**Supplied text:**

Kenya's largest referral hospital is on high alert after a woman with symptoms of hemorrhagic fever died on arrival at the Nairobi facility, where she had been rushed for treatment.
Doctors say 29-year old Gladys Muthoni was bleeding from the nose, ears and mouth when she arrived at Kenyatta National Hospital in a taxi at around 10 a.m. local time Thursday and died shortly after. They say she had been working at a hotel in the center of the Kenyan capital.
Kenyan medical authorities have isolated the three people who accompanied the woman in the taxi, including her father, a friend and the taxi driver. A doctor at the hospital, Masika Wafula, says the facility is taking all precautions because the woman's symptoms indicate that her disease was not common.

**Brief A:**
Answer these from the report on the Kenyatta hospital case:
(i) How old was the woman who died?
(ii) How did she get to the hospital?
(iii) Who were the three people that medical authorities isolated?
**Brief B:** Extend the report on the Kenyatta hospital case with a few sentences that pick up after its last sentence.
The records that follow come from a separate source and are unrelated to the report on the Kenyatta hospital case.

**Given records:**
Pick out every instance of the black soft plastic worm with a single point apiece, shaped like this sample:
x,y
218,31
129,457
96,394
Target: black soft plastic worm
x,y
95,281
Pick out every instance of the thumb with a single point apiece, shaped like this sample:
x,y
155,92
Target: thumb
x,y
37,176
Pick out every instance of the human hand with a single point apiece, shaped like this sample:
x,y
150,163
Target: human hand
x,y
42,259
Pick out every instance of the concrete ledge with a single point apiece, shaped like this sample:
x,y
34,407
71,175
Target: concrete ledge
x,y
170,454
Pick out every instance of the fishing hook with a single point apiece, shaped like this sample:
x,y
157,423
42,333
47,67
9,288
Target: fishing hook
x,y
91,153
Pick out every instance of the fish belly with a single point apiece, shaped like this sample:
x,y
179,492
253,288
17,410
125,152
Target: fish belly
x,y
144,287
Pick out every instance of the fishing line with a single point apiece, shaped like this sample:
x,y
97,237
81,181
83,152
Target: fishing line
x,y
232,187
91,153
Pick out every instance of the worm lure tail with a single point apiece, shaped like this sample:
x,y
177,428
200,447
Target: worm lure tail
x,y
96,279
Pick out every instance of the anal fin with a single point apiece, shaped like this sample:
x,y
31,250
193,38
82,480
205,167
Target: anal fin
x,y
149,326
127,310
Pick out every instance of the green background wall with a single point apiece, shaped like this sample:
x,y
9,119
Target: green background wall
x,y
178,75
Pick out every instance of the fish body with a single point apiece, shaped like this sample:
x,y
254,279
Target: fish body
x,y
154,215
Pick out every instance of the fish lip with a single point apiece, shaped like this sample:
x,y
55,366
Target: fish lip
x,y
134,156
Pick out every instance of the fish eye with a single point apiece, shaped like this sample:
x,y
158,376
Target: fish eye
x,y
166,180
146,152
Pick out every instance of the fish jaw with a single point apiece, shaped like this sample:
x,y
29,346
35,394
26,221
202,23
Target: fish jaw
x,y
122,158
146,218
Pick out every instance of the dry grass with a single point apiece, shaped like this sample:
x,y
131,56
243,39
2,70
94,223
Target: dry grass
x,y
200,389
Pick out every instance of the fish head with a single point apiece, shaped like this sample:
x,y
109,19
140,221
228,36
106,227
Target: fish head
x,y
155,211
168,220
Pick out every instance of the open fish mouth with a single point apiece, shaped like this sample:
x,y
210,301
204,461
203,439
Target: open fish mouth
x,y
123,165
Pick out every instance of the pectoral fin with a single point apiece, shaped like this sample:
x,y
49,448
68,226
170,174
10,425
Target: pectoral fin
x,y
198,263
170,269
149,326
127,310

**Task output A:**
(i) She was 29 years old.
(ii) She arrived in a taxi.
(iii) Her father, a friend and the taxi driver.

**Task output B:**
Wafula declined to say whether she had contracted the Ebola virus that causes hemorrhagic fever, a disease with mortality rates of up to 90 percent. Experts from the Kenya Medical Research Institute and the U.S. Centers for Disease Control and Prevention were called in to carry out tests to determine the cause of her death.
Nairobi's Capital News radio says authorities also have sent medical personnel to the hotel where the woman worked and to her home for further analysis.
A 12-year old girl died of Ebola in neighboring Uganda in May. The case prompted Kenya's government to order health officials to be on alert for possible Ebola cases at border crossings between the two countries.